**Input records**:
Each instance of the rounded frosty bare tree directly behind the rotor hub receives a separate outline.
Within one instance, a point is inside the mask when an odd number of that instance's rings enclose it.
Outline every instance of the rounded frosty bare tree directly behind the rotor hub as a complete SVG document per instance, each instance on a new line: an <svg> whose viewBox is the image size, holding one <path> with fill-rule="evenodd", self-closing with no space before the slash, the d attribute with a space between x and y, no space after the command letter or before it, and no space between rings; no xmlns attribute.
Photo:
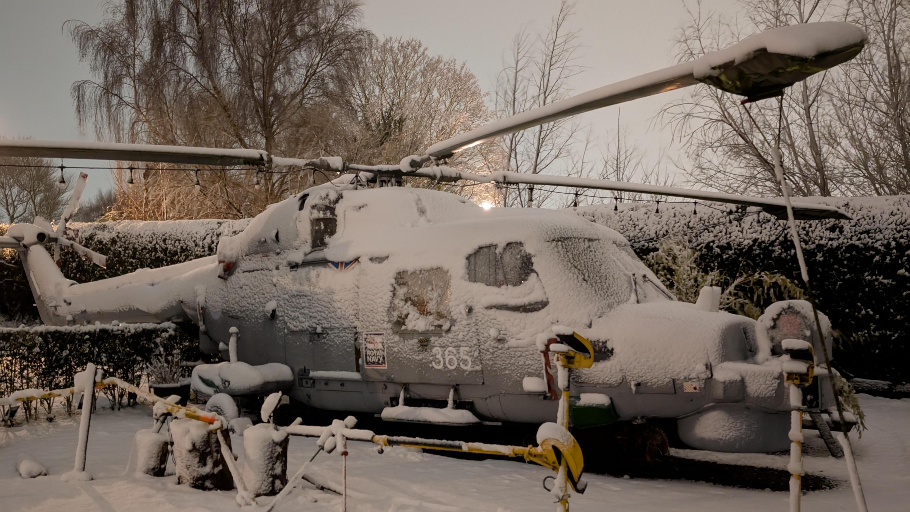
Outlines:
--
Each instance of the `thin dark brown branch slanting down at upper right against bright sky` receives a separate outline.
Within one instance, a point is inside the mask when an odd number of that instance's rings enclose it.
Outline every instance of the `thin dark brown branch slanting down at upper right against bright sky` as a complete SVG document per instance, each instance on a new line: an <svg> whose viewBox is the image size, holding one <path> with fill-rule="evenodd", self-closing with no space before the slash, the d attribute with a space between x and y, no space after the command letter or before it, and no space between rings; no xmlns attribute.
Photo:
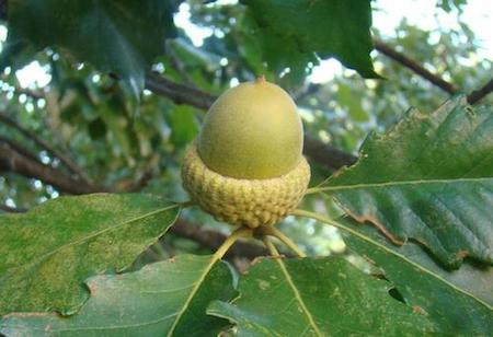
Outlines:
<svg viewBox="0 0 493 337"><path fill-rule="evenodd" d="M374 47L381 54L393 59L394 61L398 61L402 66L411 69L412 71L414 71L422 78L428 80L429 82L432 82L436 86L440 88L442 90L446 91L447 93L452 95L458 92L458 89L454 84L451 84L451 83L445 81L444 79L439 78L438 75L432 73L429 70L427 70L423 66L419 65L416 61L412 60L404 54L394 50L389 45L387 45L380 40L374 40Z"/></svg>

**To do**:
Using the listing above, gather each line that holds the string "frosty" and copy it.

**Result for this exercise**:
Each instance of the rounded frosty bare tree directly behind the rotor hub receives a separate outline.
Outline every instance of the rounded frosty bare tree directly behind the rotor hub as a complete SVG document per instance, each instance on a new line: an <svg> whose viewBox is the image size, holding one <path> with fill-rule="evenodd", self-closing with no space before the slash, the d attribute with a space between x and y, no space after the command letter or before it, and no space between rings; no xmlns attribute.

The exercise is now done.